*INSTRUCTIONS TO FOLLOW*. Your reply must consist of the data below, reproduced character for character.

[Items from a dataset]
_ _ _ _ _ _ _

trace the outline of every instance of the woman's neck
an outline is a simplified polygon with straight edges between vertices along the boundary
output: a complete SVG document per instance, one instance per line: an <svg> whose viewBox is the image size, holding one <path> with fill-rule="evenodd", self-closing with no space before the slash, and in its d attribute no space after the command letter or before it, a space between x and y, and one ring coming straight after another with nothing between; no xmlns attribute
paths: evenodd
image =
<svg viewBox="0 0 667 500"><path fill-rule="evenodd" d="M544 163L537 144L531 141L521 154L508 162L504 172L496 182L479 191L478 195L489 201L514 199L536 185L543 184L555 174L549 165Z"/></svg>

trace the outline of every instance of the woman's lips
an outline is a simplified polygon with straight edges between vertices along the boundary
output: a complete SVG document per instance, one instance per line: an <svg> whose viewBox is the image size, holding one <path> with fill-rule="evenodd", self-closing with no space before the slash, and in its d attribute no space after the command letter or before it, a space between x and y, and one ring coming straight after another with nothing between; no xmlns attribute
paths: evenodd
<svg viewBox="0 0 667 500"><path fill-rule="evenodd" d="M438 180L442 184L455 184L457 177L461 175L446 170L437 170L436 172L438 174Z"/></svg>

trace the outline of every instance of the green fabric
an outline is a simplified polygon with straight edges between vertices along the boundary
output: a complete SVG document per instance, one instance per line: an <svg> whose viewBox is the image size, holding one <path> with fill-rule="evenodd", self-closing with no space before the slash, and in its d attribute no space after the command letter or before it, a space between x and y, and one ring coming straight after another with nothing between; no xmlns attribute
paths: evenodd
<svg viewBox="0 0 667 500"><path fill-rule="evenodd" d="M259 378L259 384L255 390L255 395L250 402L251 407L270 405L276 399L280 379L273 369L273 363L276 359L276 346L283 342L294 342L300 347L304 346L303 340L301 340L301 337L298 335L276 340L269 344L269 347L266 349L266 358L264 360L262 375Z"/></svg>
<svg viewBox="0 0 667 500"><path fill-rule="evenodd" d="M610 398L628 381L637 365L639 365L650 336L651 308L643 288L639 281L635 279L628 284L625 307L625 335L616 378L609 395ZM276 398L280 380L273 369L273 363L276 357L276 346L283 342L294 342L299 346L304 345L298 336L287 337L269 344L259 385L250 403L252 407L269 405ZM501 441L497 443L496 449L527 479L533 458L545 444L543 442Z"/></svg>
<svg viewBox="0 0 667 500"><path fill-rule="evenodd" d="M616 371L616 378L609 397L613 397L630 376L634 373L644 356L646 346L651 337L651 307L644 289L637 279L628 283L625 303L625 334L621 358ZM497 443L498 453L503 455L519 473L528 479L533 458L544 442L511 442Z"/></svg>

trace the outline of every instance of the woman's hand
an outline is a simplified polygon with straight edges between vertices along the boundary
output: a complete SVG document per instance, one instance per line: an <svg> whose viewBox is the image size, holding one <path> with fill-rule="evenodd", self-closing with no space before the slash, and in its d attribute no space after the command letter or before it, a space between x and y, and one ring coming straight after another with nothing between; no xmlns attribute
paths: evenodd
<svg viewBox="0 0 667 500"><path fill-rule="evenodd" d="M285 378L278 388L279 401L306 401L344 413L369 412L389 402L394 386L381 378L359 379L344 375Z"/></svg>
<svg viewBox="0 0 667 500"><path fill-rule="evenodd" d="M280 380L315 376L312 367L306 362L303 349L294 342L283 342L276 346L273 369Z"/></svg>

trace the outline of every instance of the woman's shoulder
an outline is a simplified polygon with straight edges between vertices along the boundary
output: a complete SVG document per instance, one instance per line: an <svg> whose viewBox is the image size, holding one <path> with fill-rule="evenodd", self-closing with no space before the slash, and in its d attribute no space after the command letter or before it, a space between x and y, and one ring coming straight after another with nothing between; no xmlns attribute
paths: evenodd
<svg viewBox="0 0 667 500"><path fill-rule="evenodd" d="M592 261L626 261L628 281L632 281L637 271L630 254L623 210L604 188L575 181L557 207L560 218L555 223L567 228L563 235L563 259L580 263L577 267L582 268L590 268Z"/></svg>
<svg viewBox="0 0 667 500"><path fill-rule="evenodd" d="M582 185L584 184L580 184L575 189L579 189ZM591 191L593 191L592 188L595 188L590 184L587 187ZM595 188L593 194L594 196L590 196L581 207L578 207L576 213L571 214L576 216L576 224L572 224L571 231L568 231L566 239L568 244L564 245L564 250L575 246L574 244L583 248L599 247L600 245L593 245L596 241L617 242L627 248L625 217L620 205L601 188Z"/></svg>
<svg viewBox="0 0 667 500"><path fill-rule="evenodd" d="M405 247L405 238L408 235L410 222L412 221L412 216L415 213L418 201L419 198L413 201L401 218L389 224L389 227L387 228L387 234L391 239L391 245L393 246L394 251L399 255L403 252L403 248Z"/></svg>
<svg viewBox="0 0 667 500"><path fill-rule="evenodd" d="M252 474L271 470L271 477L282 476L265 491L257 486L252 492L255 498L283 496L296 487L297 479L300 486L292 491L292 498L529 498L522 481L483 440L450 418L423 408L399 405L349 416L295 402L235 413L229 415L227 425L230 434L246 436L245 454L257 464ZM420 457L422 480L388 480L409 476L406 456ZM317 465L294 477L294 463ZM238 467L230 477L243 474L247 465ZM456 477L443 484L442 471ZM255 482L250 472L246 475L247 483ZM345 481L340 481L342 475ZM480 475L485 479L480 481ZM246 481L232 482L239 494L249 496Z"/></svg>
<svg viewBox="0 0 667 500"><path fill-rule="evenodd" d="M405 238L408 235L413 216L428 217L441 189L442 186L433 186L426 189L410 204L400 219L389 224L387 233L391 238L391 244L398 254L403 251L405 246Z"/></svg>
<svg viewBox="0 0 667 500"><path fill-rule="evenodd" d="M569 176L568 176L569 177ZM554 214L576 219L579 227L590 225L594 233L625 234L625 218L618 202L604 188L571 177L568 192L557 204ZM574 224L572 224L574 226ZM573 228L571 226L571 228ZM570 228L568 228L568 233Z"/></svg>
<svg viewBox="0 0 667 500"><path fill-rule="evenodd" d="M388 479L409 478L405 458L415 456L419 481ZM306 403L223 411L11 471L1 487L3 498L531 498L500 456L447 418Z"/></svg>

_ _ _ _ _ _ _

*RESULT OF THIS EXERCISE*.
trace the outline of every instance of the woman's neck
an outline is a simplified polygon with straight edges between vertices along the boundary
output: a complete SVG document per instance, one instance per line: an <svg> whose viewBox is the image size, holding one <path> with fill-rule="evenodd", self-closing with no space before the slash, and in its d attribute no space after the command letter or before it, a space between x and y, and one ring coming straight after another with nothing between; no xmlns attribute
paths: evenodd
image =
<svg viewBox="0 0 667 500"><path fill-rule="evenodd" d="M544 163L537 144L531 141L521 154L508 162L504 172L496 182L479 191L478 195L489 201L514 199L536 185L543 184L555 174L549 165Z"/></svg>

trace the outline of every instance of the woman's lips
an outline is a simplified polygon with straight edges between vertices along the boundary
output: a complete SVG document per instance, one instance per line: an <svg> whose viewBox is the image size, holding one <path> with fill-rule="evenodd", self-closing with no space before the slash, and in its d attribute no space after the command letter or before it, a space between x and y, and one ring coming straight after another with nothing between; no xmlns attribute
paths: evenodd
<svg viewBox="0 0 667 500"><path fill-rule="evenodd" d="M438 180L442 184L455 184L457 177L461 175L446 170L437 170L436 172L438 174Z"/></svg>

trace the outline of every instance of the green fabric
an outline is a simplified polygon with straight edges between vertices along the boundary
output: a complete SVG document per instance, one instance per line: an <svg> whose viewBox is the image size, holding one <path> with fill-rule="evenodd", self-closing with no space before the slash, and in its d attribute no space after the command letter or before it, a space between x and y, and one ring coming straight after another with nothing between; no xmlns attribute
paths: evenodd
<svg viewBox="0 0 667 500"><path fill-rule="evenodd" d="M259 378L259 384L255 390L255 395L250 402L251 407L270 405L276 399L280 379L273 369L273 363L276 359L276 346L283 342L294 342L300 347L304 346L303 340L301 340L301 337L298 335L276 340L269 344L269 347L266 349L266 358L264 360L262 375Z"/></svg>
<svg viewBox="0 0 667 500"><path fill-rule="evenodd" d="M610 398L628 381L637 365L639 365L650 336L651 308L643 288L639 281L635 279L628 284L625 307L625 335L616 378L609 395ZM276 398L280 380L273 369L273 363L276 357L276 346L283 342L294 342L299 346L304 345L298 336L287 337L269 344L259 385L250 403L252 407L269 405ZM501 441L497 443L496 449L527 479L533 458L545 444L543 442Z"/></svg>
<svg viewBox="0 0 667 500"><path fill-rule="evenodd" d="M616 371L616 378L609 397L613 397L630 376L634 373L644 356L646 346L651 337L651 307L644 289L637 279L628 283L625 303L625 334L621 358ZM497 443L498 453L503 455L519 473L528 479L533 458L544 442L511 442Z"/></svg>

trace the outline of every instance of the woman's hand
an outline is a simplified polygon with straight edges between vertices along the boundary
output: a complete SVG document per instance, one instance per line: an <svg> whose viewBox is the image size, holding one <path> with fill-rule="evenodd", self-closing with no space before the slash, and in its d attribute no space after the command letter or before it, a space between x and y, and one ring coming straight after another with nothing between; no xmlns attribute
paths: evenodd
<svg viewBox="0 0 667 500"><path fill-rule="evenodd" d="M285 378L278 388L279 401L306 401L344 413L369 412L389 402L394 386L381 378L359 379L344 375Z"/></svg>
<svg viewBox="0 0 667 500"><path fill-rule="evenodd" d="M280 380L315 376L312 367L306 362L303 349L294 342L283 342L276 346L273 369Z"/></svg>

trace the outline of every instance of the woman's shoulder
an outline is a simplified polygon with straight edges between vertices along the boundary
output: a complete SVG document per instance, one instance per line: an <svg> whose viewBox is the image size, holding one <path> with fill-rule="evenodd", self-closing with no space before the slash, and in its d attribute no space after the command letter or before it, a space between x and y, and one ring coming straight after another with nothing between; no xmlns attribute
paths: evenodd
<svg viewBox="0 0 667 500"><path fill-rule="evenodd" d="M592 261L626 261L628 281L632 281L637 271L630 254L623 210L604 188L575 181L557 207L560 218L555 223L567 228L563 235L563 259L580 263L577 267L582 268L590 268Z"/></svg>
<svg viewBox="0 0 667 500"><path fill-rule="evenodd" d="M582 185L584 184L580 184L575 189L579 189ZM591 191L593 191L592 188L595 188L590 184L587 187ZM595 188L593 194L594 196L590 196L581 207L578 207L576 213L571 214L576 216L576 224L572 224L571 231L568 231L566 239L568 244L564 245L564 250L575 246L574 244L583 248L599 247L600 245L593 245L596 241L617 242L627 248L625 217L620 205L601 188Z"/></svg>
<svg viewBox="0 0 667 500"><path fill-rule="evenodd" d="M405 247L405 238L408 235L410 222L412 221L412 216L415 213L418 201L419 198L413 201L401 218L389 224L389 227L387 228L387 234L391 239L391 245L393 246L394 251L399 255L403 252L403 248Z"/></svg>
<svg viewBox="0 0 667 500"><path fill-rule="evenodd" d="M252 474L271 470L271 477L282 476L265 491L257 486L252 492L255 498L283 496L296 487L297 479L300 486L292 491L292 498L529 498L522 481L483 440L450 418L423 408L399 405L349 416L295 402L235 413L229 415L227 425L230 434L246 436L245 454L257 464ZM420 457L422 480L388 480L409 476L406 456ZM317 465L294 477L294 463ZM238 467L230 477L243 474L247 465ZM456 477L443 484L442 471ZM255 482L250 472L246 475L247 483ZM345 481L340 481L342 475ZM480 475L485 479L480 481ZM246 481L232 482L239 494L249 496Z"/></svg>
<svg viewBox="0 0 667 500"><path fill-rule="evenodd" d="M405 238L408 235L413 216L428 217L441 189L442 186L433 186L426 189L410 204L400 219L389 224L387 233L391 238L391 244L398 254L403 251L405 246Z"/></svg>
<svg viewBox="0 0 667 500"><path fill-rule="evenodd" d="M569 176L568 176L569 177ZM554 214L576 219L579 227L590 225L594 233L625 234L625 218L618 202L604 188L571 177L568 192L557 204ZM574 224L572 224L574 226ZM573 228L571 226L571 228ZM570 228L568 228L568 233Z"/></svg>
<svg viewBox="0 0 667 500"><path fill-rule="evenodd" d="M388 479L409 478L405 458L415 456L419 481ZM306 403L223 411L11 471L1 487L3 498L531 498L500 456L447 418Z"/></svg>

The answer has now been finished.